◆ **Exercise data**:
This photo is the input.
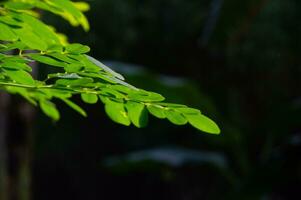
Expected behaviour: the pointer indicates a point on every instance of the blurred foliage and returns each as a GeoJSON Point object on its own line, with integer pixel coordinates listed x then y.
{"type": "Point", "coordinates": [248, 73]}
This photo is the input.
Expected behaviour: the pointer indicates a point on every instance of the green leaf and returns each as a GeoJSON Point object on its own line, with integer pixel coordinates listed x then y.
{"type": "Point", "coordinates": [77, 48]}
{"type": "Point", "coordinates": [46, 60]}
{"type": "Point", "coordinates": [39, 28]}
{"type": "Point", "coordinates": [6, 34]}
{"type": "Point", "coordinates": [203, 123]}
{"type": "Point", "coordinates": [19, 76]}
{"type": "Point", "coordinates": [175, 117]}
{"type": "Point", "coordinates": [117, 112]}
{"type": "Point", "coordinates": [89, 98]}
{"type": "Point", "coordinates": [186, 110]}
{"type": "Point", "coordinates": [82, 82]}
{"type": "Point", "coordinates": [145, 96]}
{"type": "Point", "coordinates": [50, 109]}
{"type": "Point", "coordinates": [105, 68]}
{"type": "Point", "coordinates": [137, 113]}
{"type": "Point", "coordinates": [18, 5]}
{"type": "Point", "coordinates": [28, 37]}
{"type": "Point", "coordinates": [75, 107]}
{"type": "Point", "coordinates": [16, 66]}
{"type": "Point", "coordinates": [157, 111]}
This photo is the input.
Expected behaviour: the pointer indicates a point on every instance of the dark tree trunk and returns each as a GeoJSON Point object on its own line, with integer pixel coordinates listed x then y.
{"type": "Point", "coordinates": [16, 121]}
{"type": "Point", "coordinates": [4, 99]}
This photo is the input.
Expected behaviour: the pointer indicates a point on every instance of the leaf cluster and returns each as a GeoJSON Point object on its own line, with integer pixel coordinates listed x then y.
{"type": "Point", "coordinates": [25, 41]}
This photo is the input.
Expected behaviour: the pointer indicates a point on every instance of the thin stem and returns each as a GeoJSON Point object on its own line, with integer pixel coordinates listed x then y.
{"type": "Point", "coordinates": [26, 86]}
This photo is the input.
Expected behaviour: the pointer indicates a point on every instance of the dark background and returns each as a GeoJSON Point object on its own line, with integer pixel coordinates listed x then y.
{"type": "Point", "coordinates": [238, 61]}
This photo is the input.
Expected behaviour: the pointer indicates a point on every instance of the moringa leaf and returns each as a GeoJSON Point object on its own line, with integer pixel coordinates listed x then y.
{"type": "Point", "coordinates": [137, 113]}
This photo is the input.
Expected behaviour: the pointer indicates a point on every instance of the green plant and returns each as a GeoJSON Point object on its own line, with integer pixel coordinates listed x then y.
{"type": "Point", "coordinates": [25, 40]}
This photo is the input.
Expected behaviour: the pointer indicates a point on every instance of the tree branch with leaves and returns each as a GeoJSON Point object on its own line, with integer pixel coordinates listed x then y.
{"type": "Point", "coordinates": [77, 73]}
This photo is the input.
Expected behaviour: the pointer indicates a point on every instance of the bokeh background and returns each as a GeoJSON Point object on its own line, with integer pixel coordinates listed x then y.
{"type": "Point", "coordinates": [238, 61]}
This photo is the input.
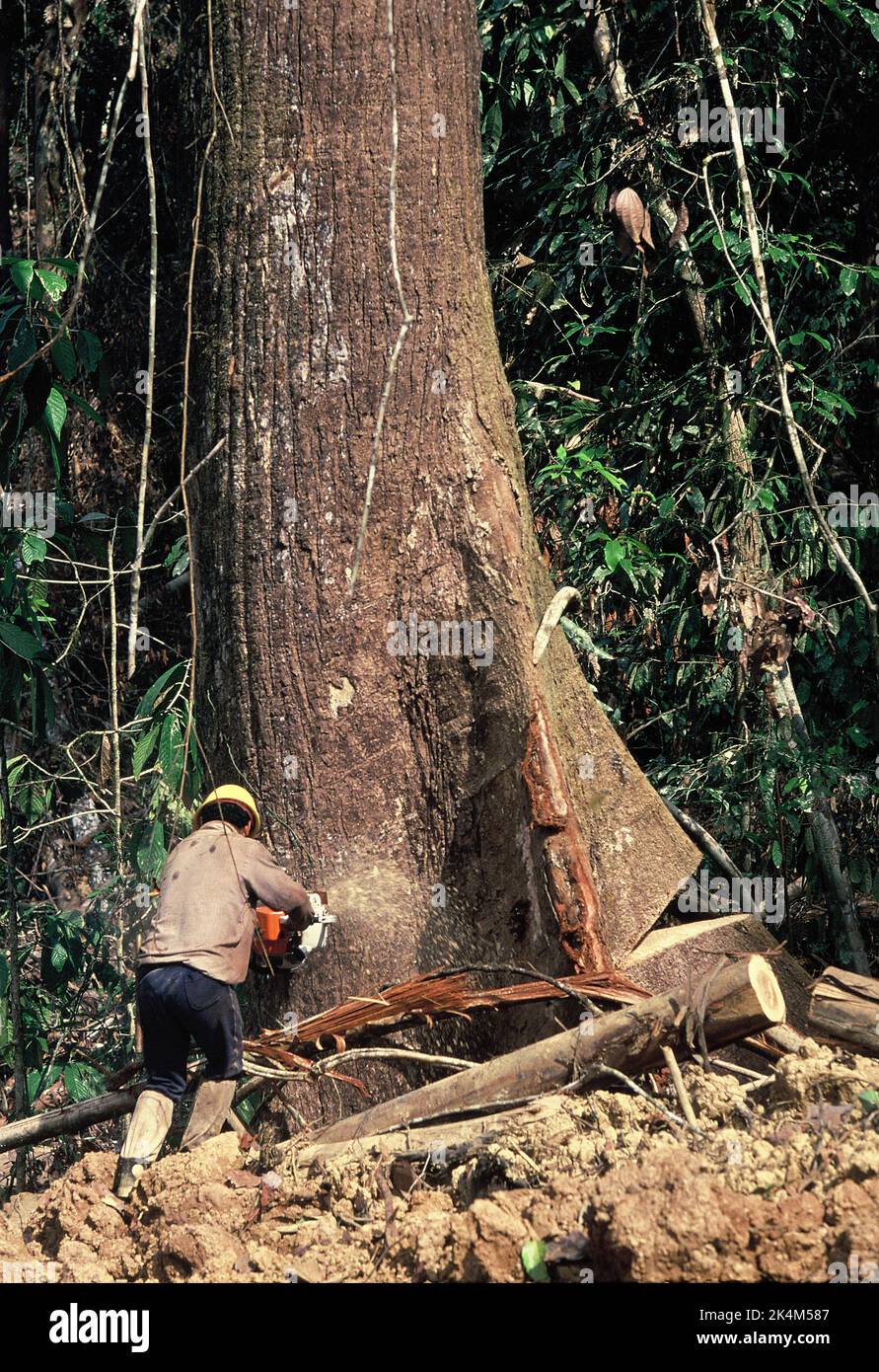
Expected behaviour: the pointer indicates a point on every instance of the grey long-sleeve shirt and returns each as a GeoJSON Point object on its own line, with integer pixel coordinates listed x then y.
{"type": "Point", "coordinates": [204, 914]}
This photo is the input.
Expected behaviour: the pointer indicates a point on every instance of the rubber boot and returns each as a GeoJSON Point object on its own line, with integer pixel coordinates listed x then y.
{"type": "Point", "coordinates": [213, 1102]}
{"type": "Point", "coordinates": [144, 1139]}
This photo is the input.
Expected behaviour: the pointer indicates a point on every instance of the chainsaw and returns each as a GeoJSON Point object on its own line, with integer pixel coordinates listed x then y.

◆ **Work to complete**: Quote the listing above in full, except for the pictures.

◆ **Task response**:
This photo is the input.
Expected behaviour: the pointer indicates a point on every instance of the blurred foliage and returns each as a GeoJSON Point object on its own line, with integer pixel coordinates listed x then y.
{"type": "Point", "coordinates": [248, 73]}
This photo is the input.
Expected behaviour: the pointer indicates a point on every instance of the green leaf and returns each as a GeoJSON Point object on its own line, with integer pixel coordinates listed x then y.
{"type": "Point", "coordinates": [77, 48]}
{"type": "Point", "coordinates": [46, 60]}
{"type": "Point", "coordinates": [39, 28]}
{"type": "Point", "coordinates": [6, 34]}
{"type": "Point", "coordinates": [203, 123]}
{"type": "Point", "coordinates": [19, 76]}
{"type": "Point", "coordinates": [175, 117]}
{"type": "Point", "coordinates": [117, 112]}
{"type": "Point", "coordinates": [89, 98]}
{"type": "Point", "coordinates": [186, 110]}
{"type": "Point", "coordinates": [82, 82]}
{"type": "Point", "coordinates": [145, 96]}
{"type": "Point", "coordinates": [50, 109]}
{"type": "Point", "coordinates": [105, 68]}
{"type": "Point", "coordinates": [137, 113]}
{"type": "Point", "coordinates": [18, 5]}
{"type": "Point", "coordinates": [28, 37]}
{"type": "Point", "coordinates": [75, 107]}
{"type": "Point", "coordinates": [16, 66]}
{"type": "Point", "coordinates": [157, 111]}
This photo is the input.
Expected behaviour: the pointer indicates a point on every instance of the dark tree trunk and returns each as a GeoJSON Point object on its own line, with integer pixel coordinates listed x then y.
{"type": "Point", "coordinates": [16, 121]}
{"type": "Point", "coordinates": [4, 99]}
This photo is the input.
Expected behaviour: the pointer indicates a point on every instance of the leaf cluster and returns each as a GeoJSON Point object on its own line, with integer pixel coordinates listed x then y.
{"type": "Point", "coordinates": [25, 41]}
This photo is the input.
Expected behaviour: the pointer indicates a point on every instance of the thin stem and returns each as a GeoJSON Point object on its own line, with integer pixel coordinates listed x then y.
{"type": "Point", "coordinates": [26, 86]}
This photo is the input.
Expected behaviour: the pointer indicates a point on every instance of the dark background and returns each as a GeoJSON Point object on its own line, with integer pixel coordinates listed x then y.
{"type": "Point", "coordinates": [238, 61]}
This photo is the input.
Expected behaviour: the pointer indicates a point on every instance of the moringa leaf and returns each as a GeoJSON Point object on its own line, with integer pixel coordinates listed x then y.
{"type": "Point", "coordinates": [137, 113]}
This photo is the input.
Expected behaviour: the pointer indicates a point on every instance of the green plant and returns each as a GeoJSON Point object on its own line, with integer pixel coordinates listed x then y.
{"type": "Point", "coordinates": [25, 40]}
This photo is the input.
Expected behaviour: the pointer indicates a point on every instance of the tree branch with leaves and returns each as a GeoJSON Point object on its own line, with integer pixel coordinates listed x then y.
{"type": "Point", "coordinates": [77, 73]}
This photo is the input.
Expected behaviour: the pointer indicates a point on every instance of the bokeh background and returns each as a GeoJSON Point object on its own line, with integer pixel coordinates listed x then y.
{"type": "Point", "coordinates": [238, 61]}
This photo is the input.
Expected behaviour: the pointer indicates a point on every instance of the grey long-sleeve shirt and returns each as a GeoJSON Point object on its own line, with integer pixel coordinates listed x then y.
{"type": "Point", "coordinates": [204, 914]}
This photo is the input.
Expected behaviour: the pointer indicates a point on every instance of the rubber boot and returns each as a GeoJSON Point object on its own line, with integer pixel coordinates listed x then y.
{"type": "Point", "coordinates": [213, 1102]}
{"type": "Point", "coordinates": [144, 1139]}
This photo is the input.
Expected behaviour: the pointer indicates a point on every instance of the chainsaw and returns each as a GeoJSON Point object on its own line, with integer pixel coordinates listed x then y.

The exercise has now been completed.